● **CONSIGNES À SUIVRE**
1. Repérez chaque ligne des enregistrements qui contient la chaîne « player », en tenant compte de la casse, puis recopiez ces lignes.
2. Prolongez la critique du roman « Tuer Jupiter » à partir de sa dernière phrase.

Étiquettes

, , , , , ,

Titre : Tuer Jupiter

Auteur : François Médéline

Éditeur : La Manufacture de Livres

Le politique derrière l’homme

Ce livre, à peine sorti, fait parler de lui, fait réagir. Malheureusement, ces réactions sont parfois faites par des personnes qui s’arrêtent au titre, à des oui-dire… bref qui n’ont pas lu le livre.

Le point de départ du roman est assez osé, il est vrai : décembre 2018, on assiste à l’entrée au Panthéon de feu le président Macron, assassiné par empoisonnement. A partir de là, François Médéline va remonter le temps jusqu’au lancement du complot. Qui ? Pourquoi ? A part le comment, l’empoisonnement, on ne saura rien avant la fin. Ou alors on saura une partie des faits mais qui ne représentent qu’une partie de plus en plus grosse mais une partie seulement tout de même d’un iceberg étourdissant. Comme si l’auteur zoomait petit à petit sur l’iceberg pour qu’on en voit de plus en plus.

● **ENREGISTREMENTS**

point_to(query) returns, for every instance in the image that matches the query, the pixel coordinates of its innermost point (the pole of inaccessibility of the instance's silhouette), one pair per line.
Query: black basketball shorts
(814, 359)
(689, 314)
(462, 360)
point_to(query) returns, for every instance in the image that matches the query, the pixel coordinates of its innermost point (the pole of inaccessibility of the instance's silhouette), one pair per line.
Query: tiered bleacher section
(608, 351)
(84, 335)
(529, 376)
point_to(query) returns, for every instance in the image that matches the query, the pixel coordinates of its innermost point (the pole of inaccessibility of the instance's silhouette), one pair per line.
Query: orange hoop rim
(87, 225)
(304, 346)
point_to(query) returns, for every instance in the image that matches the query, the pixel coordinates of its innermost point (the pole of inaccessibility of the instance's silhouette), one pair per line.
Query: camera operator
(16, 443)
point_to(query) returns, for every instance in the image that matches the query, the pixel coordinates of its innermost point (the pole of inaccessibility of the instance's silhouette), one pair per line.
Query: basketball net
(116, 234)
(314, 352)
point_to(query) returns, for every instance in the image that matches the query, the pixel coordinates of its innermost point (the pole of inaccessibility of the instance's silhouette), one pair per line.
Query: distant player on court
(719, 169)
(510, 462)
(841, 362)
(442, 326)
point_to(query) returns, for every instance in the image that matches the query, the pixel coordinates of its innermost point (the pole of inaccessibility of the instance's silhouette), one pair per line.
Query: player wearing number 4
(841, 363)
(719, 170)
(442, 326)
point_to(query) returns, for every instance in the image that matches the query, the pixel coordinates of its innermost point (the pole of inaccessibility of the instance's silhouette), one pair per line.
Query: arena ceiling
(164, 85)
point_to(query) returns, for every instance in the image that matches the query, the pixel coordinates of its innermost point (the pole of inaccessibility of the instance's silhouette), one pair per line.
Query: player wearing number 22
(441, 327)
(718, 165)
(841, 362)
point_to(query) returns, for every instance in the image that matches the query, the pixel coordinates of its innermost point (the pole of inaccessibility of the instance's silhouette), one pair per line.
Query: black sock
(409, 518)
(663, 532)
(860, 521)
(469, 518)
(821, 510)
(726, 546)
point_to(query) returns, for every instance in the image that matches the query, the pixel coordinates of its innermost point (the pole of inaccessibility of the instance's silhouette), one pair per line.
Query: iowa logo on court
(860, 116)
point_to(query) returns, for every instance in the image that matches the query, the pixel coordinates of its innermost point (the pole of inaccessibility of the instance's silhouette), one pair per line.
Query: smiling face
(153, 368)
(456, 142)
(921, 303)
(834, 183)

● **RÉPONSES AUX CONSIGNES**
1.
Query: distant player on court
Query: player wearing number 4
Query: player wearing number 22

2.
La structure sous forme de remontée dans le temps n’est pas une invention de l’auteur. Mais, en général, on remonte un seul fil narratif : celui du héros ou du narrateur. Ici, François Médéline change d’angle de vue à chaque saut dans le temps. La vision qui s’offre au lecteur n’est alors que parcellaire malgré les informations qui lui sont livrées. C’est aussi déroutant que passionnant à suivre.

Ce roman a beau être économe en pages, il est total : politiquement parlant, cette histoire mêle tout ce que le Monde compte de personnalités ou de « structures » influentes. C’est facile de dire que « tout est politique », encore faut-il pouvoir relever le défi de l’écriture et François Médéline l’applique parfaitement dans son roman. Au passage, il n’épargne personne et égratigne particulièrement certains hommes politiques, français ou étrangers. Gérard Collomb n’en sort pas grandi, en dehors de sa capacité à rester fidèle à la figure de son fils politique spirituel !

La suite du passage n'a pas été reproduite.